● WHAT YOU SHOULD DO
How many lines in the records below contain the word "blue"? Case matters. Reply with the number only.

● EXERCISE MATERIAL
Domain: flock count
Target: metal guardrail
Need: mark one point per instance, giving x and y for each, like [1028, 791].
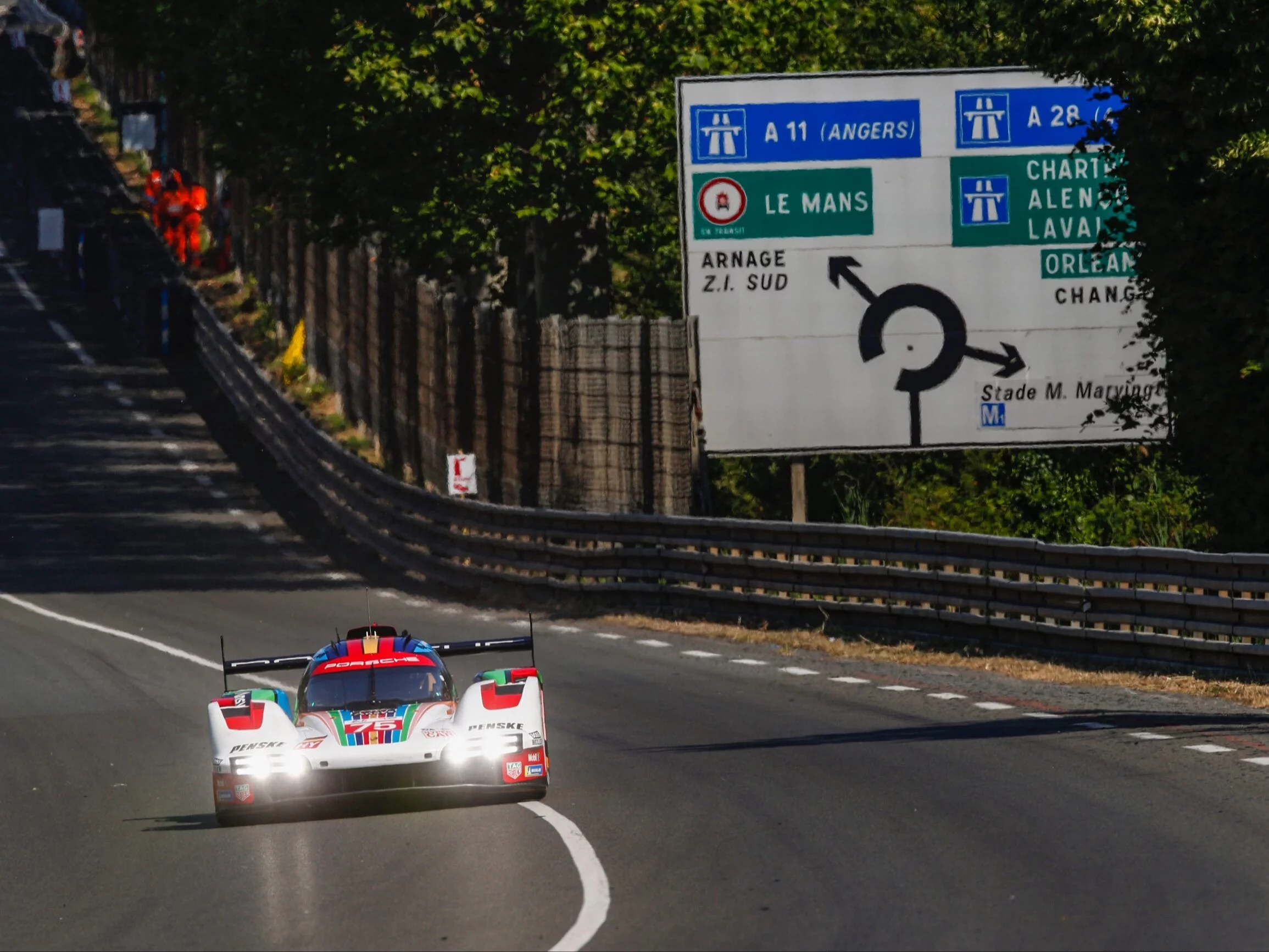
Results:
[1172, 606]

==

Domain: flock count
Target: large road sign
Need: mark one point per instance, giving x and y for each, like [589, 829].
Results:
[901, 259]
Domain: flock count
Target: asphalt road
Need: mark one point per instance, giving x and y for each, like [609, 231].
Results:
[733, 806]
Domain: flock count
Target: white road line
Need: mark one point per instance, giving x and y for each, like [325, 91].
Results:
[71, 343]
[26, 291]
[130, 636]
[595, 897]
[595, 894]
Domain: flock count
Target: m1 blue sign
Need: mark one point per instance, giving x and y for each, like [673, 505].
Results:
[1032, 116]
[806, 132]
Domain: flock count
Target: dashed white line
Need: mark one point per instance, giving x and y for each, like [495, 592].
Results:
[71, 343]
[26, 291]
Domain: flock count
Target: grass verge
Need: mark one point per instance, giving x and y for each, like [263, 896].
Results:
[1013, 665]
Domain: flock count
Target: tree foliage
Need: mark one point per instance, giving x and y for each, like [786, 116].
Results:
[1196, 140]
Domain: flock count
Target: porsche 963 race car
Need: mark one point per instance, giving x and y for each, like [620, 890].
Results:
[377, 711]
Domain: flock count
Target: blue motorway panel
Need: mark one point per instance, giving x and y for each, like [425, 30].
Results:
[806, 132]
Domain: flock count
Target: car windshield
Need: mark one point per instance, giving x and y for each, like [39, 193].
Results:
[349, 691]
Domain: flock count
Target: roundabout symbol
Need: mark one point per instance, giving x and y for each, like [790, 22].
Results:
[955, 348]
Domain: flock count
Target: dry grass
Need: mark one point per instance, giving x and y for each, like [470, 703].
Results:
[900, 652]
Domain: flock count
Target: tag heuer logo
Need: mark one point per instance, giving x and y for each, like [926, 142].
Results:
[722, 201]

* * *

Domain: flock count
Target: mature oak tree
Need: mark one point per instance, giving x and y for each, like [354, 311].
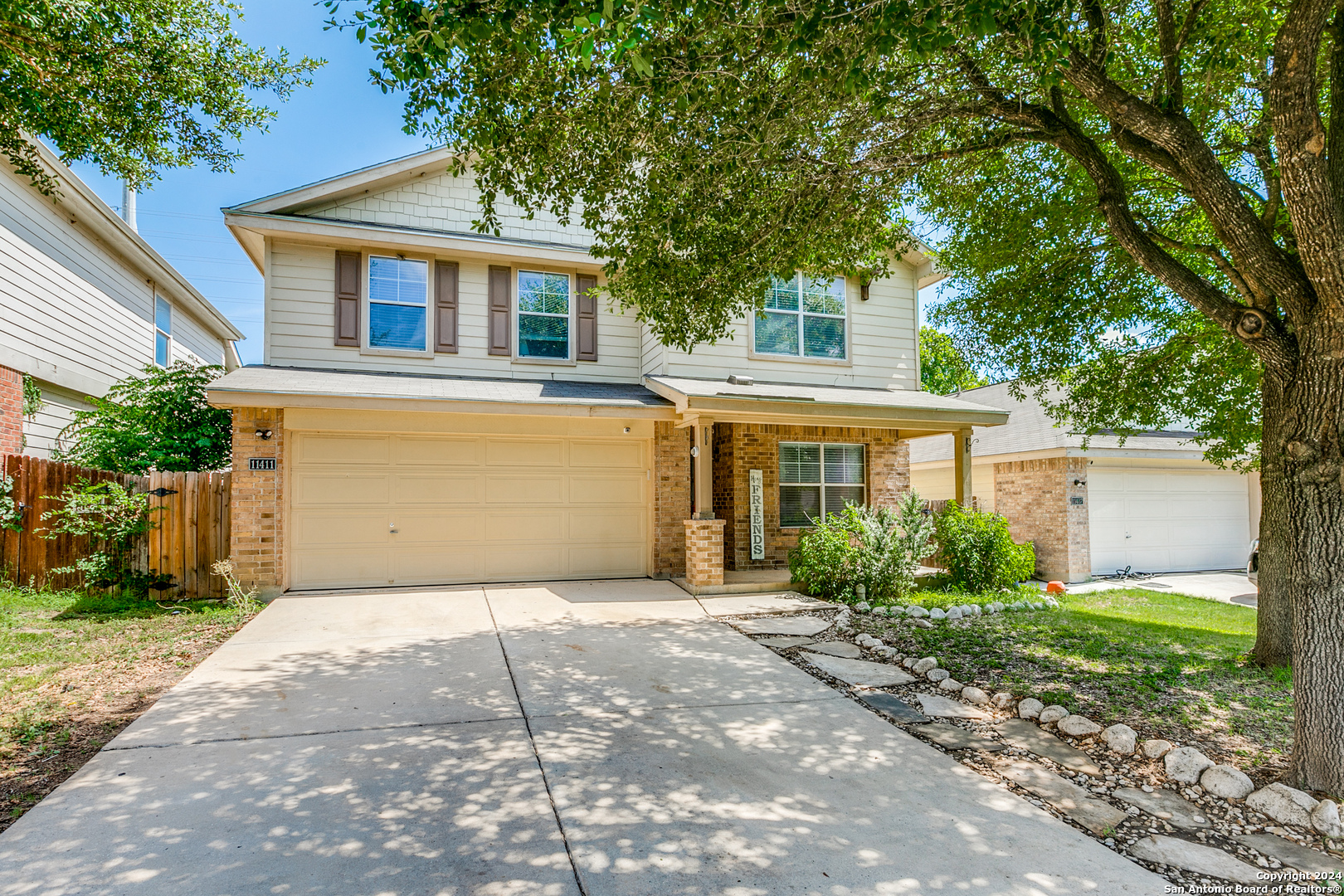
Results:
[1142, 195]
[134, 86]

● COMPLETE OUTPUT
2